- EXERCISE GOAL
Below are the records; count how many of their lines contain the word "positive" and give that number only.

- TASK DATA
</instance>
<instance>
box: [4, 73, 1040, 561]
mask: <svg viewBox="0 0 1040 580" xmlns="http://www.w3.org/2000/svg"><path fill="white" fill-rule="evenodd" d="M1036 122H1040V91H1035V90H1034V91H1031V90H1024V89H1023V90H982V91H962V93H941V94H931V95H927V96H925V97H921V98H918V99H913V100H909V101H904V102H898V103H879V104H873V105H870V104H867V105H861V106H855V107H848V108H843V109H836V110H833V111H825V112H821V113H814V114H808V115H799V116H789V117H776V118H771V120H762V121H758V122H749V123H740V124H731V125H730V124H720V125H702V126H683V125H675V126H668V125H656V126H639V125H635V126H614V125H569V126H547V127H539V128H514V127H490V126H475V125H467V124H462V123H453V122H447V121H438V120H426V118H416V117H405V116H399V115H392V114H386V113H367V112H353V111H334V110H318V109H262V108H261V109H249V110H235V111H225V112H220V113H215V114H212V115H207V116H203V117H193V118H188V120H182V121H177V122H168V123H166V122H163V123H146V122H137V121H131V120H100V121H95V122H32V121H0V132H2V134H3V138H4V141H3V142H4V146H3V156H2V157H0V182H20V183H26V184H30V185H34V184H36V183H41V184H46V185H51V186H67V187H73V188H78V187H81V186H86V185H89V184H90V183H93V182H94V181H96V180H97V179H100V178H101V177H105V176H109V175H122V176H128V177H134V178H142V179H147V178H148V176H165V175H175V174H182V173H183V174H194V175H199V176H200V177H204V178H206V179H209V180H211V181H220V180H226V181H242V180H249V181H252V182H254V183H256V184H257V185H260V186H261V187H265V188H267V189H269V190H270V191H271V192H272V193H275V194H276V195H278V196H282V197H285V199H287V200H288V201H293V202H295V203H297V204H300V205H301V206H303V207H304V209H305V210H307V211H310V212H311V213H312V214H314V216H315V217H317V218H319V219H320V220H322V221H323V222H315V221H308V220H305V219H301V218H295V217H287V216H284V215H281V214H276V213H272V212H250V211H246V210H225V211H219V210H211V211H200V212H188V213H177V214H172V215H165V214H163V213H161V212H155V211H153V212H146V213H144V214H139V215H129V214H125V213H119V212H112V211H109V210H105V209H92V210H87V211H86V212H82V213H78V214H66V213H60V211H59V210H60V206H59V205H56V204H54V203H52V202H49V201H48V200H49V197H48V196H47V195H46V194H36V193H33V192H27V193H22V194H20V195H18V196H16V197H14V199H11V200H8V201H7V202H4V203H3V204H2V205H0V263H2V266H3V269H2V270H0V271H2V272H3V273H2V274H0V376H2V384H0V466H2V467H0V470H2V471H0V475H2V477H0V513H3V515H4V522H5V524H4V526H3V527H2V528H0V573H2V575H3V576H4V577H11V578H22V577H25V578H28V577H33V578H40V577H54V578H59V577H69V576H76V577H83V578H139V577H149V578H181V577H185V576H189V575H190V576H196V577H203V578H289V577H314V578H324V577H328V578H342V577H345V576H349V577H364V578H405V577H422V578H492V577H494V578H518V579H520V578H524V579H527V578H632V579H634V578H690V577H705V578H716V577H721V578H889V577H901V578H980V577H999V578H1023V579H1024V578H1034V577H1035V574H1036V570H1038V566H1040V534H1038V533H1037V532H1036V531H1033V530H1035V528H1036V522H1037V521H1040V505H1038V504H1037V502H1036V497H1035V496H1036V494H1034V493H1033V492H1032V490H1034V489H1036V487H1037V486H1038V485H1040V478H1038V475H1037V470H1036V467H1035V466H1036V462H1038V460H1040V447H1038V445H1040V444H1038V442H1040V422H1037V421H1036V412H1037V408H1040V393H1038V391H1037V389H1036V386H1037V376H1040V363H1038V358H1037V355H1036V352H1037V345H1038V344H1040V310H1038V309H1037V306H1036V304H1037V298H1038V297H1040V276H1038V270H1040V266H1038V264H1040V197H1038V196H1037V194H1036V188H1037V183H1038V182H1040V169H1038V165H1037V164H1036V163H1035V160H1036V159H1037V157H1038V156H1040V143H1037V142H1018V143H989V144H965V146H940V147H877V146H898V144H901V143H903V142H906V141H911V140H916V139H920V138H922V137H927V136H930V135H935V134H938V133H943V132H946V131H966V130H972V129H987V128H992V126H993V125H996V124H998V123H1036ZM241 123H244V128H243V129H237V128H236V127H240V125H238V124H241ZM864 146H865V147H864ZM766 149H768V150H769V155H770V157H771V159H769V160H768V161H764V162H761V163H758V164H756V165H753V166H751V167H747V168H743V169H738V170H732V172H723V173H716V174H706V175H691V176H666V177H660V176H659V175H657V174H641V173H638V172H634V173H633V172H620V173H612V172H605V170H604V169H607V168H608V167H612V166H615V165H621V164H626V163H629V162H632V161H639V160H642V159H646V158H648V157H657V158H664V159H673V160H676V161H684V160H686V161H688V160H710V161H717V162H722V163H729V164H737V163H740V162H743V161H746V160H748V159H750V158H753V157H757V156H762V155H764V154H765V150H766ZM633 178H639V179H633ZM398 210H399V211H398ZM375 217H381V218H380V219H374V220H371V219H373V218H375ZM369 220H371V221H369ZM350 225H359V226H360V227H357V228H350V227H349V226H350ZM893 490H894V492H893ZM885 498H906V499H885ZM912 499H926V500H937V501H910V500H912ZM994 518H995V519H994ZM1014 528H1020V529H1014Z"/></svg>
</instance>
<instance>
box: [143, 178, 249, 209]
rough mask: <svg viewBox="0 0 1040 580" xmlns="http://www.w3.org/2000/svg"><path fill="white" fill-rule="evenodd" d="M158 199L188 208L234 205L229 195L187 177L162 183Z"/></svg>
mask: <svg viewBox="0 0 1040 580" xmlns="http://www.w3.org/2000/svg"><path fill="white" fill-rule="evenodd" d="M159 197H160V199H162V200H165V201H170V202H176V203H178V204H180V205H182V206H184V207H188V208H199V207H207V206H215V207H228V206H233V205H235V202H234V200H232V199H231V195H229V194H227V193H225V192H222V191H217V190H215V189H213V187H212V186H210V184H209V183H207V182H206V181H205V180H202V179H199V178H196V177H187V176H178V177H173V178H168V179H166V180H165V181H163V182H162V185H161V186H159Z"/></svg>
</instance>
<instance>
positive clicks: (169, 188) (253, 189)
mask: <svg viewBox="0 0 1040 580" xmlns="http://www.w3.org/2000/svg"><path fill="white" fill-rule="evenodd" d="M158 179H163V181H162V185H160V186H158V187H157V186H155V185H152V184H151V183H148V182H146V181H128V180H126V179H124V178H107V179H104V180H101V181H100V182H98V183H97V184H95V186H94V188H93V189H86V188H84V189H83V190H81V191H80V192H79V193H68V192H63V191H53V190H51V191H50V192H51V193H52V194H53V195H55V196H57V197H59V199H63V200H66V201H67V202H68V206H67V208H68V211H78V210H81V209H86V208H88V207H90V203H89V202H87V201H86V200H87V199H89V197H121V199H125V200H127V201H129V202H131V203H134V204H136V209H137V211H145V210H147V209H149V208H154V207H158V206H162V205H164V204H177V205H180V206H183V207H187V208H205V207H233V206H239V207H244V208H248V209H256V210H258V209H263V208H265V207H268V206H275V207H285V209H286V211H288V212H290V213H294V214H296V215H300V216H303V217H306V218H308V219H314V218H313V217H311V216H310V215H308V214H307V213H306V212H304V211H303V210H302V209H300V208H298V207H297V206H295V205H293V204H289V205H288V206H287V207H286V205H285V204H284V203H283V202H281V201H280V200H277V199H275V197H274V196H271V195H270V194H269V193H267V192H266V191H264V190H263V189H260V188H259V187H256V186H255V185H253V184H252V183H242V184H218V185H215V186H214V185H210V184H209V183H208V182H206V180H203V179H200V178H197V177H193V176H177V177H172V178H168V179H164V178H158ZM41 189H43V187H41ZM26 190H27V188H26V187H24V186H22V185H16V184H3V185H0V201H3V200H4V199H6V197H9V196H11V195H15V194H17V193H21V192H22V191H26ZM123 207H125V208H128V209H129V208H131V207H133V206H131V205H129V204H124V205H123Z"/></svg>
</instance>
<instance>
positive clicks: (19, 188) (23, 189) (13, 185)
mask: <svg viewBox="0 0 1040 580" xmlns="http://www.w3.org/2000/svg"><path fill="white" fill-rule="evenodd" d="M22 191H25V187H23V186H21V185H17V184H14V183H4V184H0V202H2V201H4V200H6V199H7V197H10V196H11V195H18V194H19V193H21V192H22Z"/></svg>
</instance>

- RESULT OF THIS TASK
2